**SELECTED PASSAGE**
# Self employment / Business / Papers



## Rico16 (Feb 4, 2013)

Good morning ALL!

I am looking to move to a place in the sun  as the TV show always suggests and I have been looking @Portugal as well. 

I am running my own small online business and I would like to ask you if it is easy to set up a self employment activity in Portugal or not, I have read some previous threads here and it all looks a bit complicated.

Do I need to show a minimum income for my activity in order to support myself or can I just have an estimation of my final income? Do I need a fiscal code as well?

Another idea would be to keep my business in Ireland and live in Portugal, can I do that with the NHR scheme?

Thank you very much for all your help, cheers
Rico


----------



## andromi (Sep 3, 2014)

Everyone seems to focus on the NHR scheme when considering Portugal as a destination but consider that for the employed/self-employed you must still pay social security which is not an insignificant sum compared to places like the UK or Ireland.

Granted an income tax rate of 20% (23.5% with surcharge) is better than marginal rates of up to 48% but add on social security (29.5% for the self-employed) and you should make a careful comparison before making a decision.

--- end of sermon ---

To answer your question, setting up as self-employed is easy. You need a fiscal number to do it. Once you have that, go to any Finanças and ask to register your activity. Give them an estimate of your first year turnover (doesn't matter too much as long as the figure is not totally out), choose an accounting regime (simplified or normal regime), purchase workers insurance (a legal requirement) and you're off.

They'll give you a form to complete with all the details or you can download it from the finanças website and do the translation/completion before going to register.


----------

**WRITTEN EXERCISE**
In the forum thread on self-employment in Portugal, what social security rate does the reply give for the self-employed?

**DATA RECORDS**
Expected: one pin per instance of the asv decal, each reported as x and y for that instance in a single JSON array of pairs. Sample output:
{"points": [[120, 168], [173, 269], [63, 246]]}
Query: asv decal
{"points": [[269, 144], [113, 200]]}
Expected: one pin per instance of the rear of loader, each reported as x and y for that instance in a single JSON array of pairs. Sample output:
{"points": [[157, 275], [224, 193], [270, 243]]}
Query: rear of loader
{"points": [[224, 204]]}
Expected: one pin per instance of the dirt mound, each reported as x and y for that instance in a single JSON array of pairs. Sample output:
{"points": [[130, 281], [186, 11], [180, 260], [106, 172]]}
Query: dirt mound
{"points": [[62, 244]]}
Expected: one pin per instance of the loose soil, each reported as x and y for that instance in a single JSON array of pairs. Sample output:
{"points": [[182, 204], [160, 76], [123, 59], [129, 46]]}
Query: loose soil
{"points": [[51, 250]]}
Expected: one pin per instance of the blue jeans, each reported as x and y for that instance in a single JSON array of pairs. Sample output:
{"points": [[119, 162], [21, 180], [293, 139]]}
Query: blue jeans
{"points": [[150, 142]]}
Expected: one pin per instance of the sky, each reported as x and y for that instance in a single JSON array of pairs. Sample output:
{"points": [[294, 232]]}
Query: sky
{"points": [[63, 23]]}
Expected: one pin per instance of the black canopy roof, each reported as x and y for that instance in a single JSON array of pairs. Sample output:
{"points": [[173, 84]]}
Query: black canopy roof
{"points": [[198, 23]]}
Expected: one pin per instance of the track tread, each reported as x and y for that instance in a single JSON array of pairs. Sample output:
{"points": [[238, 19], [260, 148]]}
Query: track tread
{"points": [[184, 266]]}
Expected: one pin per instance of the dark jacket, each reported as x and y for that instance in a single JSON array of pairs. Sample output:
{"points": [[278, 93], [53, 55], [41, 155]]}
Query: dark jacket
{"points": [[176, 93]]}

**ANSWER TO THIS PROBLEM**
29.5%